Exactly and without additions, transcribe the line that contains "Reviewer note: every instance of the seedling" and every line after it in the data.
--- Provided records ---
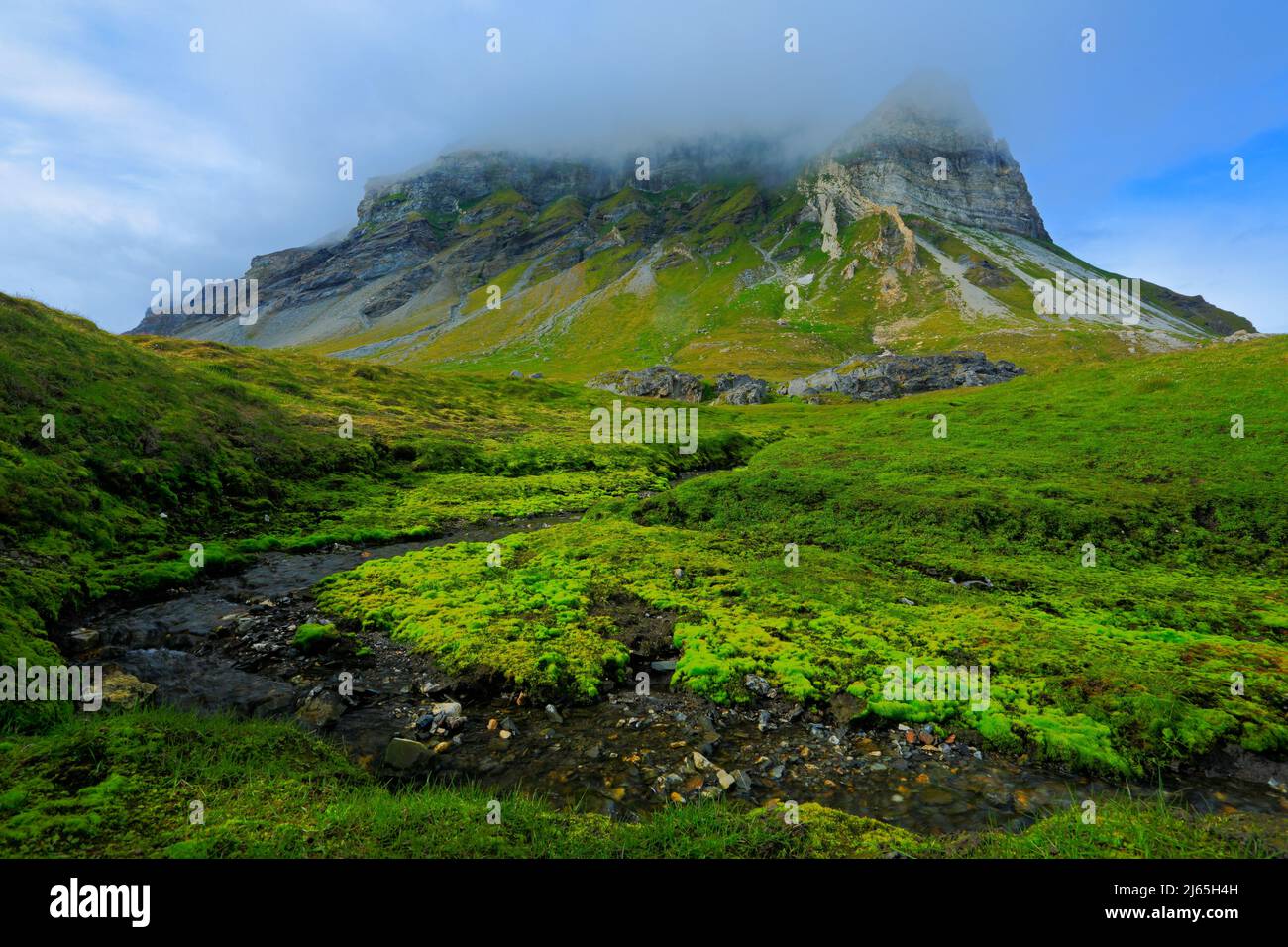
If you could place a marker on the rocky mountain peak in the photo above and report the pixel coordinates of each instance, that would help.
(930, 124)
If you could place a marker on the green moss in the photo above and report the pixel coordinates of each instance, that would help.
(314, 638)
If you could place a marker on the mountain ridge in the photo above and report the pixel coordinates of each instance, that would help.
(914, 228)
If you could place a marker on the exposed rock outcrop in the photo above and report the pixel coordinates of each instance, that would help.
(926, 123)
(657, 381)
(741, 389)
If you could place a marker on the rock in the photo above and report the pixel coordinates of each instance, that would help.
(406, 754)
(84, 639)
(658, 381)
(124, 690)
(321, 710)
(741, 389)
(879, 377)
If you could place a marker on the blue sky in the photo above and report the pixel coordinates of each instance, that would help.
(167, 158)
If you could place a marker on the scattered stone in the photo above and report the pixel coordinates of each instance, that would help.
(84, 639)
(741, 389)
(879, 377)
(657, 381)
(406, 754)
(321, 710)
(124, 690)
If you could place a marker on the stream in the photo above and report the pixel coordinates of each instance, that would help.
(224, 646)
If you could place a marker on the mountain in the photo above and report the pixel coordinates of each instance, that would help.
(913, 231)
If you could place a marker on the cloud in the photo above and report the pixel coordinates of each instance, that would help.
(171, 159)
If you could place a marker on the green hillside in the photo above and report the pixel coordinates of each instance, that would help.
(966, 549)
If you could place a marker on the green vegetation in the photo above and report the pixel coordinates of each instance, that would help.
(124, 787)
(160, 444)
(313, 638)
(1117, 668)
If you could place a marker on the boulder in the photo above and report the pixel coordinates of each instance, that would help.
(406, 754)
(879, 377)
(657, 381)
(741, 389)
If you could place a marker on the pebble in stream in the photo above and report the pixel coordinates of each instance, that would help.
(227, 646)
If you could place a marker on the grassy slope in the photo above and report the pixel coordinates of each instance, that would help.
(241, 450)
(1111, 668)
(686, 285)
(124, 787)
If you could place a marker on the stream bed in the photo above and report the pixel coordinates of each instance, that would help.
(226, 646)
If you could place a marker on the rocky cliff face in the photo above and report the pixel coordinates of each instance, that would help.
(930, 123)
(726, 257)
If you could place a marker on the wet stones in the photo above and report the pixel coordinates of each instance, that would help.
(406, 754)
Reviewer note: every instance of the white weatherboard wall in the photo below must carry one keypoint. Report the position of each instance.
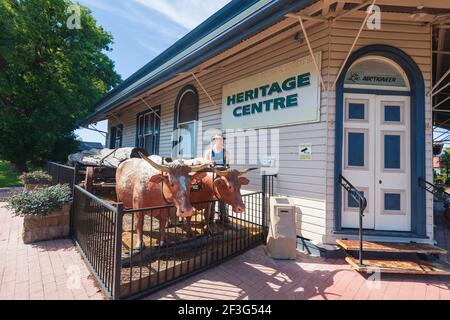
(310, 183)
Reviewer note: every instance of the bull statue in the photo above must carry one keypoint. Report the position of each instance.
(144, 183)
(225, 186)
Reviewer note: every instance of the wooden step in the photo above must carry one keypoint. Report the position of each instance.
(402, 267)
(394, 247)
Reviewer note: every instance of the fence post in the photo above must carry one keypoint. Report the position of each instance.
(117, 268)
(264, 207)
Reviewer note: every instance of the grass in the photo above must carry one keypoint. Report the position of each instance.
(8, 178)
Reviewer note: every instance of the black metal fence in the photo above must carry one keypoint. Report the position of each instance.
(172, 248)
(96, 230)
(182, 247)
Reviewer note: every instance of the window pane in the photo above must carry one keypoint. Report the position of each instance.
(141, 125)
(356, 111)
(392, 113)
(149, 144)
(356, 149)
(352, 203)
(392, 201)
(392, 152)
(112, 138)
(188, 107)
(186, 145)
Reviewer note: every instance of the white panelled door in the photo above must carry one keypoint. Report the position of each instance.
(376, 160)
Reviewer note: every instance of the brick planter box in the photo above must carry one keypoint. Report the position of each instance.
(32, 186)
(51, 226)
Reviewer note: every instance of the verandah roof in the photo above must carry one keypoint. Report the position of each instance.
(240, 20)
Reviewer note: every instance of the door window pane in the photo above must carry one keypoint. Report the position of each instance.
(392, 201)
(392, 152)
(356, 111)
(186, 141)
(352, 203)
(355, 149)
(148, 131)
(392, 114)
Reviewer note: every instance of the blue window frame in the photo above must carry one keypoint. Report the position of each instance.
(392, 152)
(352, 203)
(355, 149)
(356, 111)
(392, 201)
(392, 113)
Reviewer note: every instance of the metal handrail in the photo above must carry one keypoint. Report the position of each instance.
(362, 201)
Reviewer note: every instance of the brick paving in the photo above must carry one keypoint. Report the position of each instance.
(49, 270)
(253, 275)
(43, 271)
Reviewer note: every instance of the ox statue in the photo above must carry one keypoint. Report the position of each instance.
(225, 186)
(146, 182)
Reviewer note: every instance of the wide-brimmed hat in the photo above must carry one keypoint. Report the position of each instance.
(217, 136)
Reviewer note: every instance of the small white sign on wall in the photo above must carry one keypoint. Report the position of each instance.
(305, 151)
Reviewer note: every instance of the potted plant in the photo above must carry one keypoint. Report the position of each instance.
(46, 212)
(36, 179)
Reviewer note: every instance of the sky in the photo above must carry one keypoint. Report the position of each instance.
(142, 29)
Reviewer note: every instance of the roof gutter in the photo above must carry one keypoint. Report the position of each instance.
(262, 18)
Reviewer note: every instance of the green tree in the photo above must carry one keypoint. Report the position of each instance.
(50, 77)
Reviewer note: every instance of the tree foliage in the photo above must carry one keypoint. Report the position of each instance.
(50, 77)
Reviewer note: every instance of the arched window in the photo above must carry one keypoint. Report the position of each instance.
(186, 116)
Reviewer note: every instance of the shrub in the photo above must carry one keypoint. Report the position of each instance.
(36, 177)
(40, 201)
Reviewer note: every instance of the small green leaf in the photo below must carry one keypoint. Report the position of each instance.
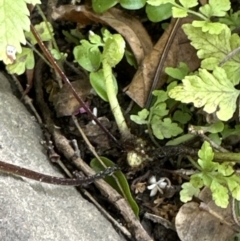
(236, 193)
(213, 128)
(100, 6)
(132, 4)
(232, 20)
(159, 13)
(114, 50)
(58, 55)
(24, 61)
(178, 73)
(206, 26)
(188, 191)
(159, 2)
(216, 8)
(181, 117)
(88, 56)
(213, 91)
(225, 169)
(161, 95)
(189, 3)
(180, 140)
(97, 81)
(213, 48)
(124, 189)
(95, 39)
(206, 156)
(159, 110)
(179, 13)
(165, 128)
(131, 59)
(141, 117)
(196, 180)
(219, 194)
(42, 30)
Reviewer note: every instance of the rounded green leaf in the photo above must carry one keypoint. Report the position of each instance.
(132, 4)
(100, 6)
(114, 50)
(159, 13)
(88, 56)
(97, 81)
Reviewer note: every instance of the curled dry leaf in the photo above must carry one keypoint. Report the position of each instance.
(129, 27)
(180, 50)
(64, 101)
(194, 223)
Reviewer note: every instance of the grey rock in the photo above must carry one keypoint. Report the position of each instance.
(34, 211)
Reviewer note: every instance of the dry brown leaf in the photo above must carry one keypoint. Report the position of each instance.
(180, 51)
(192, 223)
(65, 103)
(129, 27)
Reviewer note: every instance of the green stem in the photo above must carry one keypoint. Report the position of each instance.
(227, 156)
(190, 11)
(112, 98)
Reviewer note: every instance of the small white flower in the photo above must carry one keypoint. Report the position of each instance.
(158, 185)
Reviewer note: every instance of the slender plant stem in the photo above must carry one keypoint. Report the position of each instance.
(113, 101)
(66, 80)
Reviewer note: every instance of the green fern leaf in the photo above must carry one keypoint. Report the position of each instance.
(213, 49)
(213, 91)
(13, 21)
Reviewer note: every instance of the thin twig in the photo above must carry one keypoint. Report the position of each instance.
(66, 80)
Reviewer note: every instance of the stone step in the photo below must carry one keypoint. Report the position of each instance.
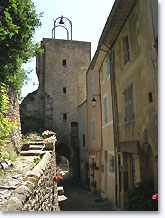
(36, 147)
(32, 153)
(60, 190)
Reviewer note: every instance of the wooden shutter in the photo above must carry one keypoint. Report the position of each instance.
(105, 110)
(92, 88)
(102, 73)
(129, 109)
(93, 130)
(108, 65)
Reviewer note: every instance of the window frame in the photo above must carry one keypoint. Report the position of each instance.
(105, 109)
(126, 49)
(129, 103)
(93, 130)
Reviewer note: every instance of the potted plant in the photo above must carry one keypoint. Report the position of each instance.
(49, 142)
(48, 133)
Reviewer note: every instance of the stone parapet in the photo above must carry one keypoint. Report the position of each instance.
(38, 192)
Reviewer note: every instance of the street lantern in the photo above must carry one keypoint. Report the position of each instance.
(65, 23)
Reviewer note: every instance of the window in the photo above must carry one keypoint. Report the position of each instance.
(64, 116)
(108, 65)
(111, 163)
(64, 62)
(93, 130)
(105, 110)
(126, 51)
(92, 87)
(129, 109)
(83, 140)
(102, 73)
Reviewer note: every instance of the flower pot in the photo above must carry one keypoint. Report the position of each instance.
(48, 146)
(25, 147)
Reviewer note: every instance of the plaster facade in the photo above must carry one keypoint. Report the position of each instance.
(62, 74)
(94, 127)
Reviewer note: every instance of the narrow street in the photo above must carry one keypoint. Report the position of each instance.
(76, 198)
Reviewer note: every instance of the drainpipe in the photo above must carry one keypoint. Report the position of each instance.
(101, 146)
(115, 121)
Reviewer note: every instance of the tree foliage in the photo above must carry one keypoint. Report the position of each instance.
(18, 21)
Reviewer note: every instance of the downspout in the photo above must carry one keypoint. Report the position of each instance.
(115, 120)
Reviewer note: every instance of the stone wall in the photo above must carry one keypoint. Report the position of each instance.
(38, 192)
(15, 137)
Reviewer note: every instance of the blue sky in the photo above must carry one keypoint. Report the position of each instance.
(88, 19)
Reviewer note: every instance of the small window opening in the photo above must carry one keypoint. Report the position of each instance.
(64, 62)
(150, 97)
(83, 140)
(64, 116)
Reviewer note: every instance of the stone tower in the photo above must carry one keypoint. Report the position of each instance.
(61, 71)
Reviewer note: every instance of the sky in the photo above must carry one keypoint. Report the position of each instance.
(88, 18)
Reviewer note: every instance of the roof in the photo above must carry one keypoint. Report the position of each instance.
(117, 17)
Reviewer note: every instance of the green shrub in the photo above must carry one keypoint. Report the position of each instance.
(36, 160)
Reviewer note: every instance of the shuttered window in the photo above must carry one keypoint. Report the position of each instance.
(126, 51)
(105, 110)
(129, 108)
(102, 73)
(93, 130)
(92, 88)
(108, 65)
(111, 163)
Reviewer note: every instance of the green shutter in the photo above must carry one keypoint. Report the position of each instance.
(92, 88)
(102, 73)
(93, 130)
(105, 110)
(108, 65)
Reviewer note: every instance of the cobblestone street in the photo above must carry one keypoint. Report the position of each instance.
(76, 198)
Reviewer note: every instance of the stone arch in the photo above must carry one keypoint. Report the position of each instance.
(147, 165)
(63, 150)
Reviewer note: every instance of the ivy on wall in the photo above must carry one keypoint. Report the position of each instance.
(18, 21)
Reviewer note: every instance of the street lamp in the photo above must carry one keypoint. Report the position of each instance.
(65, 23)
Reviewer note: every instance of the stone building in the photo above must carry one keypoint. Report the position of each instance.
(61, 71)
(94, 128)
(130, 37)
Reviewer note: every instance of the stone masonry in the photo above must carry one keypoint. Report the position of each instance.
(61, 70)
(38, 192)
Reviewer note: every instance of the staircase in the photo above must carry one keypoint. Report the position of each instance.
(35, 148)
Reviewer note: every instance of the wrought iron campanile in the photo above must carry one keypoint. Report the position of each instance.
(65, 23)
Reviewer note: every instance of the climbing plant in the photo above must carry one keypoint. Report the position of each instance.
(18, 21)
(7, 123)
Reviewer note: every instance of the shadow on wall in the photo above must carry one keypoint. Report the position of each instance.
(31, 112)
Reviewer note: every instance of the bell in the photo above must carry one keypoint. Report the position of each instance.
(61, 20)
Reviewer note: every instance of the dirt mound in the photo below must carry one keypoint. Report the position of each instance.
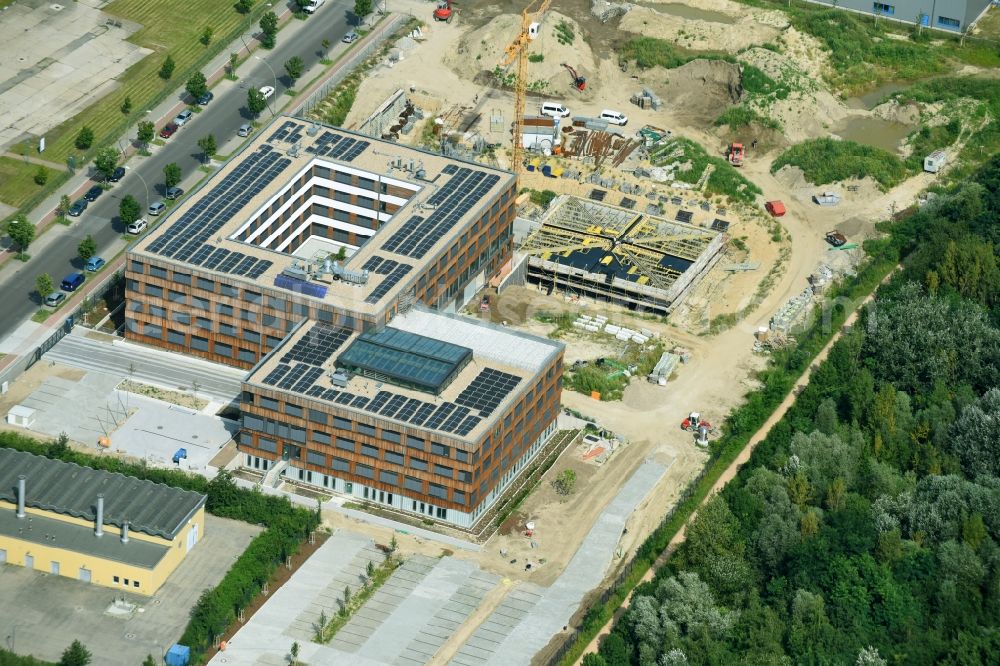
(702, 89)
(482, 49)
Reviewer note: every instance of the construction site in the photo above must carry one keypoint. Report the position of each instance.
(652, 241)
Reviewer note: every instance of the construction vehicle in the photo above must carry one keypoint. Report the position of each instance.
(579, 82)
(518, 50)
(444, 11)
(735, 154)
(694, 421)
(835, 238)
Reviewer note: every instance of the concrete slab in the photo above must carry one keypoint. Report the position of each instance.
(42, 614)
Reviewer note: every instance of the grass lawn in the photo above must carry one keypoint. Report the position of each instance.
(171, 27)
(17, 183)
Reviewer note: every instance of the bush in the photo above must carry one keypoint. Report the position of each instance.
(827, 160)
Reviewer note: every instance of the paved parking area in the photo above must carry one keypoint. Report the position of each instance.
(42, 614)
(63, 55)
(92, 407)
(530, 616)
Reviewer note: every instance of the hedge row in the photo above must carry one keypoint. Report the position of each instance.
(287, 526)
(741, 424)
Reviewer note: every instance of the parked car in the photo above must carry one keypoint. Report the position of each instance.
(72, 281)
(76, 210)
(54, 299)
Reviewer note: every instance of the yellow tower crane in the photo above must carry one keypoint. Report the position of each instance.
(518, 50)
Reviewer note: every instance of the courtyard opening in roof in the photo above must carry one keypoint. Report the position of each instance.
(406, 359)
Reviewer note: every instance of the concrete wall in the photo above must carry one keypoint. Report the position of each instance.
(102, 571)
(941, 13)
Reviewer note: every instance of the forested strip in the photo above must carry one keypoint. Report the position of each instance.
(864, 529)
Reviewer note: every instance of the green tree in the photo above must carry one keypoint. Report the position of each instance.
(87, 248)
(565, 482)
(167, 68)
(255, 101)
(105, 162)
(172, 174)
(269, 29)
(64, 205)
(196, 86)
(362, 8)
(207, 145)
(84, 139)
(294, 67)
(21, 232)
(44, 285)
(145, 132)
(75, 655)
(129, 210)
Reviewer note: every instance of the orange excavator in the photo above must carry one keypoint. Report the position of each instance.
(444, 11)
(579, 82)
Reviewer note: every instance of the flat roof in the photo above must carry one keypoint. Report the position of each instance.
(502, 364)
(217, 228)
(55, 533)
(67, 488)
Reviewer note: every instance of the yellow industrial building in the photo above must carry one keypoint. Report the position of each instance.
(97, 527)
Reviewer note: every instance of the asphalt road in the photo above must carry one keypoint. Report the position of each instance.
(221, 118)
(149, 366)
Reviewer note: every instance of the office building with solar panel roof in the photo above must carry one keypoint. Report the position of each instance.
(361, 380)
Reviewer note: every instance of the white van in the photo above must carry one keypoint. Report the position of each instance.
(554, 110)
(614, 117)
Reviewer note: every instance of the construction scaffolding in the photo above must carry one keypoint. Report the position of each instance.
(615, 254)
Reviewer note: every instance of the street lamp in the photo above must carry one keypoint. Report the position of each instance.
(275, 83)
(128, 168)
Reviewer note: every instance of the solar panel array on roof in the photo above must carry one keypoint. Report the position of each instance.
(317, 345)
(185, 239)
(388, 283)
(338, 146)
(487, 390)
(463, 191)
(410, 359)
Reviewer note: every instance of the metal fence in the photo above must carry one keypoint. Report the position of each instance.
(372, 43)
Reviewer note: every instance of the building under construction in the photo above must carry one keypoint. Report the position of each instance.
(642, 261)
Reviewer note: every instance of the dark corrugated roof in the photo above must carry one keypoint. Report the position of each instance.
(67, 488)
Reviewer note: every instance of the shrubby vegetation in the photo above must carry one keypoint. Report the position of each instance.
(866, 527)
(829, 160)
(287, 526)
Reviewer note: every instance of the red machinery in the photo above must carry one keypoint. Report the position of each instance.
(735, 154)
(444, 11)
(579, 82)
(694, 421)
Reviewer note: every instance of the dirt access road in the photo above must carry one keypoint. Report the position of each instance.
(730, 473)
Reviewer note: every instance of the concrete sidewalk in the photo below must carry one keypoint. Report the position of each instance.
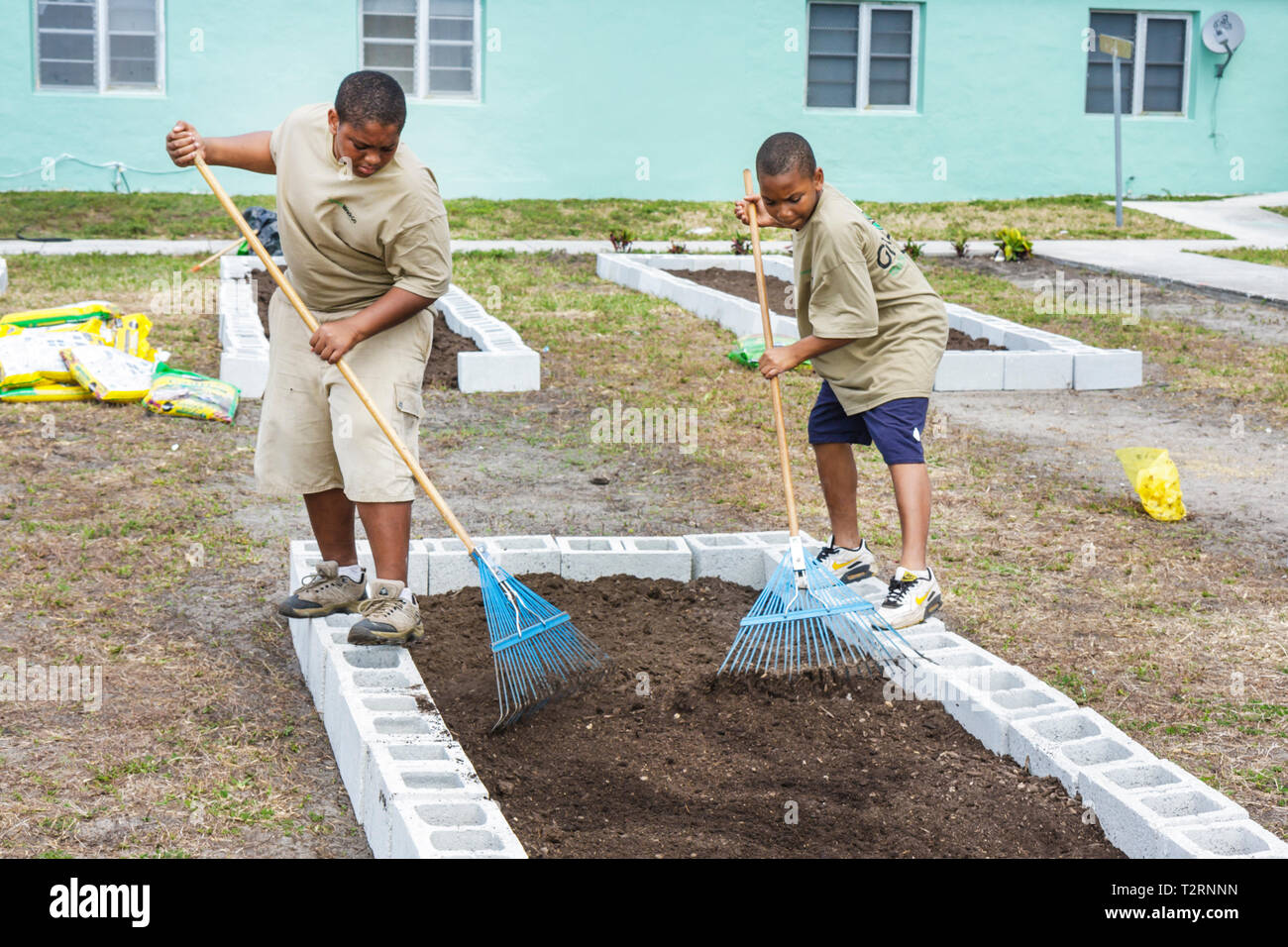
(1175, 261)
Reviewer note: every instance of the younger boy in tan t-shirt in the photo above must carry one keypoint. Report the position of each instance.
(875, 330)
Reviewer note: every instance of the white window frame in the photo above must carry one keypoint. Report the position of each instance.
(420, 55)
(102, 56)
(861, 90)
(1137, 63)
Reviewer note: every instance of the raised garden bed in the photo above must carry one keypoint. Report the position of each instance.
(682, 764)
(439, 369)
(498, 361)
(1033, 359)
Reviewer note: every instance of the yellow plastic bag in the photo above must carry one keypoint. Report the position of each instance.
(130, 334)
(1155, 479)
(110, 373)
(188, 394)
(47, 390)
(35, 356)
(60, 315)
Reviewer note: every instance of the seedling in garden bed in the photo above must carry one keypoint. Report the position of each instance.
(1013, 244)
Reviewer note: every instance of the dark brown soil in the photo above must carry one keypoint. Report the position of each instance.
(743, 285)
(441, 368)
(664, 759)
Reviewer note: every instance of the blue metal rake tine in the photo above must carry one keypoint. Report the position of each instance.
---
**Completed exercise:**
Reviewer note: every instance of the seedling in garden bed in the photo above must carry one keypoint. Report the position of each instance.
(1013, 244)
Reviewer note: every instance of the dark brown soil in the photo above must carry one keypoint. Report the position of each instance.
(743, 285)
(441, 368)
(664, 759)
Reviewer note: every instance of the blue metal rake tine in the photo above must carry one keypoint. Report the position of each instance.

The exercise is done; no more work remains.